╔══
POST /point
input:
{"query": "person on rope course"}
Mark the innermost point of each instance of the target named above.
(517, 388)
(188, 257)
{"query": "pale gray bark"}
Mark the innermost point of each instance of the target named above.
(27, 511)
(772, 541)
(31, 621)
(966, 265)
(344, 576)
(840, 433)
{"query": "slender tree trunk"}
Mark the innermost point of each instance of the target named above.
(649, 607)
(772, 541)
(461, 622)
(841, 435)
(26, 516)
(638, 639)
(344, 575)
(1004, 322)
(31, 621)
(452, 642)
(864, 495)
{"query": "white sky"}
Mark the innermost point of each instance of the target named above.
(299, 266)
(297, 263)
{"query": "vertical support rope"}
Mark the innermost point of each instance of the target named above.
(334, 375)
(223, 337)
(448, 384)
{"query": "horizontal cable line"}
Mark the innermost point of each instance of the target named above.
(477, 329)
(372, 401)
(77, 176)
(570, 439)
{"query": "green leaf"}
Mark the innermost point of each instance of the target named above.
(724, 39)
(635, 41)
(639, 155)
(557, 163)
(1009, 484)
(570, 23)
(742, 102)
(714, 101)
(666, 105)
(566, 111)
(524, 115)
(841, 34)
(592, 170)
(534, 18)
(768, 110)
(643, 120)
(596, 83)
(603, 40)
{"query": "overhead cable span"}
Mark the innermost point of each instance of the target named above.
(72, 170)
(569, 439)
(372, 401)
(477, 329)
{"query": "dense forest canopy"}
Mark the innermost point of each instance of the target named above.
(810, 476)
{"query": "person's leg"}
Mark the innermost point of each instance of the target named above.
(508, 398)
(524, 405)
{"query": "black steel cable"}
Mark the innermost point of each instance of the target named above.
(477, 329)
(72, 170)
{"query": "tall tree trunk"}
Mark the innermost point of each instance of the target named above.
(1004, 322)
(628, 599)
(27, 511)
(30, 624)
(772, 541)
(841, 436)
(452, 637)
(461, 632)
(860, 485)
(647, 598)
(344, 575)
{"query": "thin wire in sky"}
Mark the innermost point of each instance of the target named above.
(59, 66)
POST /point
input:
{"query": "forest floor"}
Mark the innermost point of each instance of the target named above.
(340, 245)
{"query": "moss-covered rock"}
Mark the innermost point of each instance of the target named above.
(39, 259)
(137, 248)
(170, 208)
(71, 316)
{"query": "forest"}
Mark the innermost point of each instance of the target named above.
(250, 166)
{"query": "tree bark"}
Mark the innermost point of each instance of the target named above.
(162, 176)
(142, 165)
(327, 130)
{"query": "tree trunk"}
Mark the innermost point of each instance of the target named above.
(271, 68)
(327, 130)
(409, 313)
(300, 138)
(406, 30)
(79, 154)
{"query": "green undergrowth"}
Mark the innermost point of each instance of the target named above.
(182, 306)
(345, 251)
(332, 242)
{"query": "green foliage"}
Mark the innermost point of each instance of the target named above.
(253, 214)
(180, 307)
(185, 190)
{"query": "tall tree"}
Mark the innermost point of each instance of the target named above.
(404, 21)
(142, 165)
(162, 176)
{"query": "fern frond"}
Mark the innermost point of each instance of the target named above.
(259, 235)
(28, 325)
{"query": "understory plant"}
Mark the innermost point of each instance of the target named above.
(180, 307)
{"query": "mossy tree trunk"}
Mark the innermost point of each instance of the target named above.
╚══
__EXERCISE DETAILS__: Make an exact copy of all the data.

__ANSWER FOR THIS EXERCISE__:
POST /point
input:
{"query": "person on rope course"}
Mark the innermost point of each instance of the target named above.
(517, 388)
(188, 257)
{"query": "pale gray bark"}
Mark the innermost point of each instance of the target named above.
(27, 511)
(772, 541)
(31, 621)
(966, 265)
(344, 576)
(840, 433)
{"query": "slender tree trunk"}
Mark the innermost point of each instance of the target named above.
(649, 607)
(772, 541)
(461, 622)
(841, 435)
(26, 516)
(638, 639)
(344, 575)
(1004, 322)
(31, 621)
(452, 642)
(864, 495)
{"query": "white sky"}
Mark the innermost point of each instance of the target named above.
(299, 266)
(297, 263)
{"query": "vertical support rope"}
Mark the innermost point of each instance of the target named above.
(334, 375)
(223, 337)
(448, 384)
{"query": "horizontal cable line"}
Mark the innermost point of each instance of the target named above.
(477, 329)
(372, 401)
(77, 176)
(570, 439)
{"query": "green leaf"}
Mark the innermost point of each instance of the target named above.
(724, 39)
(635, 41)
(639, 155)
(557, 163)
(1009, 484)
(570, 23)
(742, 102)
(714, 101)
(666, 105)
(566, 111)
(524, 115)
(841, 34)
(592, 170)
(534, 18)
(768, 110)
(643, 120)
(596, 83)
(603, 40)
{"query": "overhead cable span"}
Mark the innermost point of each instance of the target named above.
(72, 170)
(569, 439)
(372, 401)
(477, 329)
{"query": "dense forest canopy"}
Mark the innermost point of each instance of the target named above.
(810, 476)
{"query": "person's leg"}
Mark the innermost point of each instance of the target named above.
(508, 398)
(524, 405)
{"query": "black steel cable"}
Mark the innermost point of each instance of the target named above.
(477, 329)
(72, 170)
{"query": "tall tree trunk"}
Mark the innermost point of each instance of the target named above.
(1004, 322)
(628, 599)
(27, 511)
(30, 624)
(772, 541)
(841, 436)
(452, 637)
(461, 632)
(860, 485)
(647, 598)
(344, 575)
{"query": "thin wire in sky"}
Mark the innermost point of each instance of the target named above.
(59, 66)
POST /point
input:
{"query": "forest floor"}
Mark the innermost point of each instance of the target named above.
(340, 245)
{"query": "moss-covered rock"}
Mark the innermost point of each instance of the target named above.
(39, 259)
(137, 248)
(170, 208)
(71, 316)
{"query": "forest"}
Mark the innermost point of each instance of the target named above.
(250, 166)
{"query": "tree bark"}
Mark the innermost point of each instance of the target named above.
(162, 176)
(142, 165)
(327, 130)
{"query": "tree trunk"}
Mark the innermost point of each instance of the target named above.
(271, 68)
(327, 130)
(409, 313)
(300, 138)
(406, 30)
(79, 154)
{"query": "green undergrowth"}
Mark the innermost point of each instance of the target named above.
(182, 306)
(345, 251)
(332, 242)
{"query": "green foliage"}
Mark the innermost point of each instance of the target named above.
(253, 214)
(180, 307)
(185, 190)
{"query": "tall tree"}
Mark the innermost point of each instance of the target named above.
(404, 21)
(142, 165)
(162, 176)
{"query": "fern frond"}
Mark the innermost point of each instance of the target named above.
(259, 235)
(28, 325)
{"query": "understory plant"}
Mark the innermost point of each instance of the target named above.
(180, 307)
{"query": "mossy tree trunk"}
Mark the innermost point of each instance of the target named above.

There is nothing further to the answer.